WORK REQUEST:
Scan the lines below and report each one containing "tuples" by copying it.

RECORDS FOR THE TASK:
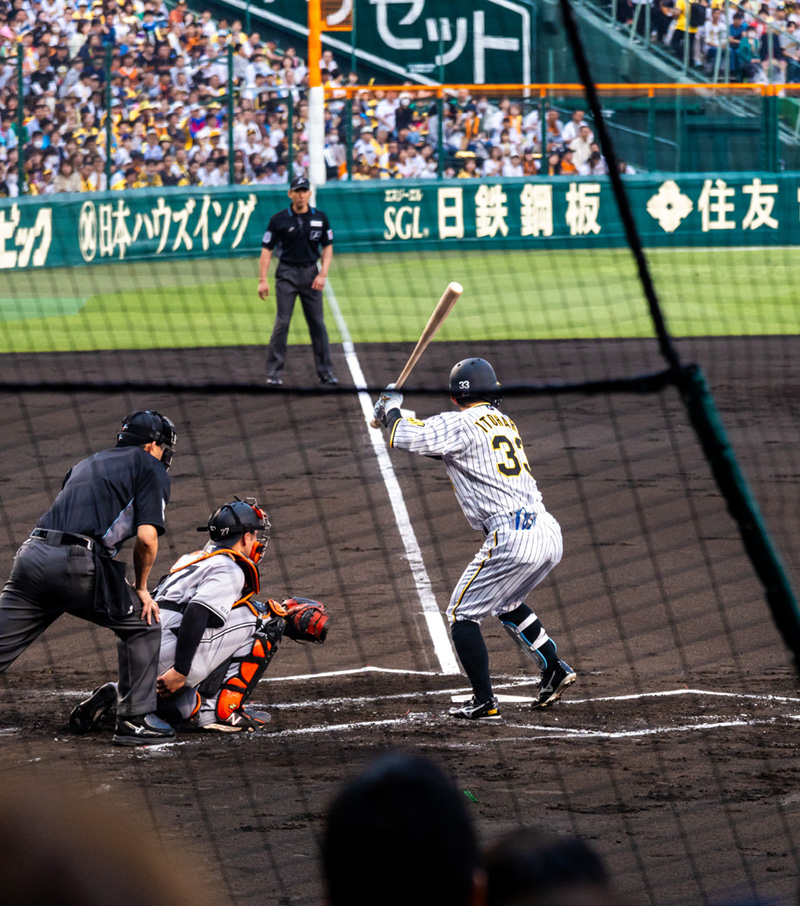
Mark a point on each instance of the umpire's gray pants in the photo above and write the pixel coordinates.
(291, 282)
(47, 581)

--

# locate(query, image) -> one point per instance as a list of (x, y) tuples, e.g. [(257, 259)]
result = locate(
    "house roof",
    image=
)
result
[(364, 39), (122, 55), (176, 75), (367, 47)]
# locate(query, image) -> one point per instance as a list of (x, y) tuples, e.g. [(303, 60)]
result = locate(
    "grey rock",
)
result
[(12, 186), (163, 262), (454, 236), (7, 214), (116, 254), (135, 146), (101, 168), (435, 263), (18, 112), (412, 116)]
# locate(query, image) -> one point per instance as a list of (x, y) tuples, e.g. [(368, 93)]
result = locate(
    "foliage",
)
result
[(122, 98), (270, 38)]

REPLY:
# locate(query, image) -> one point per instance as a list of (x, y) tuples, e.g. [(257, 259)]
# locate(query, image) -> one point per instance as a list of (x, y) tuples, e.g. [(303, 60)]
# locate(query, image) -> one point per instance as a list of (x, y) tuples, e.g. [(368, 93)]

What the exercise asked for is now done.